**Input records:**
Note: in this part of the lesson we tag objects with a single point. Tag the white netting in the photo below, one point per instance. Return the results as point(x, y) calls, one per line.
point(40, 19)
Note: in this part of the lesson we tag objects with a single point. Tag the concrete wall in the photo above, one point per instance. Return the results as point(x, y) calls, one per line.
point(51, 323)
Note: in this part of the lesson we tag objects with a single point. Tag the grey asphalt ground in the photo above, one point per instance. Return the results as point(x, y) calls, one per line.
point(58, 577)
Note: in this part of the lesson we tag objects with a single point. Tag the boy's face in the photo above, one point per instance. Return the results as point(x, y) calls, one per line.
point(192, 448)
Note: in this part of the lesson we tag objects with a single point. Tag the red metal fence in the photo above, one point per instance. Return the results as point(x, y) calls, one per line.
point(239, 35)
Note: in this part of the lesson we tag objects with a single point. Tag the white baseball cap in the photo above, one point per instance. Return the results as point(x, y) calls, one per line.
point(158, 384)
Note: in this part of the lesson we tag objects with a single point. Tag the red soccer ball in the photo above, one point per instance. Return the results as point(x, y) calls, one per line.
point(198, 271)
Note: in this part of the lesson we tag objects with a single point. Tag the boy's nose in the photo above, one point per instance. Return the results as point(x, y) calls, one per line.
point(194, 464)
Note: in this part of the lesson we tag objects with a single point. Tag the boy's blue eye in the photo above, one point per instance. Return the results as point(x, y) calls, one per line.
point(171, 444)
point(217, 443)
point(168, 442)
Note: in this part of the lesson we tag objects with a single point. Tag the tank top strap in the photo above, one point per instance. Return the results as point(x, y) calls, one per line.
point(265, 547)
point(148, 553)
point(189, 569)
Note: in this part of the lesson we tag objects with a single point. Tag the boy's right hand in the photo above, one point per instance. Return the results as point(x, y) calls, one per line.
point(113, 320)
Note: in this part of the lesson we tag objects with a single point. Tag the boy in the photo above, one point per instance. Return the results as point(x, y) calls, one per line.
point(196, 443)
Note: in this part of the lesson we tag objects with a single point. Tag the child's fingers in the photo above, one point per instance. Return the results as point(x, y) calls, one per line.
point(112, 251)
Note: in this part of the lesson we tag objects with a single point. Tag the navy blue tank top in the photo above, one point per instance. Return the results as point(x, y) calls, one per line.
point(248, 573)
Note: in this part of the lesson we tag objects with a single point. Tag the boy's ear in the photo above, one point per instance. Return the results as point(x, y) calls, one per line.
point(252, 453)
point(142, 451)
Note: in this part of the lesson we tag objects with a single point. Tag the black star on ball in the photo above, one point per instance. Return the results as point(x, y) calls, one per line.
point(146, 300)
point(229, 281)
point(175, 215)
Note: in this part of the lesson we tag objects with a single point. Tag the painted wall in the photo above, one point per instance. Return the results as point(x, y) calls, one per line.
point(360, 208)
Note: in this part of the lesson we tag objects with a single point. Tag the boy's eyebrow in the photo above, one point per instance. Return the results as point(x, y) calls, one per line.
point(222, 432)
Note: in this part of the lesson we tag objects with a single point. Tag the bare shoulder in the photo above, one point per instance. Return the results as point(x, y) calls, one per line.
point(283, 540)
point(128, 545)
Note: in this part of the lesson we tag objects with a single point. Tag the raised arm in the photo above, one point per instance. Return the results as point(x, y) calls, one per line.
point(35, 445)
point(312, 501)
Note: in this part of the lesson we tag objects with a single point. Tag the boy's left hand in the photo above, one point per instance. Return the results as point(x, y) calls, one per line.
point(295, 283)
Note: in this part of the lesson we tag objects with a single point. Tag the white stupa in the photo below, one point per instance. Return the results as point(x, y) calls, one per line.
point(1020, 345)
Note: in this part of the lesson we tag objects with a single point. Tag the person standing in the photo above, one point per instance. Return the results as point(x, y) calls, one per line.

**Instruction:** Copy the listing in full from the line containing "the red soccer" through the line containing "point(113, 320)". Shift every x and y coordinate in the answer points up by 3, and give only that stretch.

**Worked solution:**
Note: in this part of the lesson we tag objects with a single point. Tag the red soccer ball in the photo above, one point per instance. Return the results as point(x, y) calls, one per line.
point(201, 274)
Note: in this part of the lesson we tag objects with a single point. Tag the boy's nose in the photo above, one point per instance. Return the results as point(x, y) calls, one per line.
point(197, 467)
Note: in this part of the lesson we tag objects with a single point. Tag the boy's blue eye in the photo above, one point per instance. Return the results as point(x, y) calls, one per line.
point(174, 447)
point(220, 446)
point(171, 445)
Note: in this part of the lesson we tag objects with a single point. Tag the tank top strap in the photo above, one point per instance. Return the results as point(x, y) calls, one per line.
point(268, 550)
point(151, 556)
point(192, 572)
Note: in this part of the lesson we tag objects with a single point. Tag the boy's right hand in the photo above, one point per instance. Return the results as point(x, y) calls, one per line.
point(116, 323)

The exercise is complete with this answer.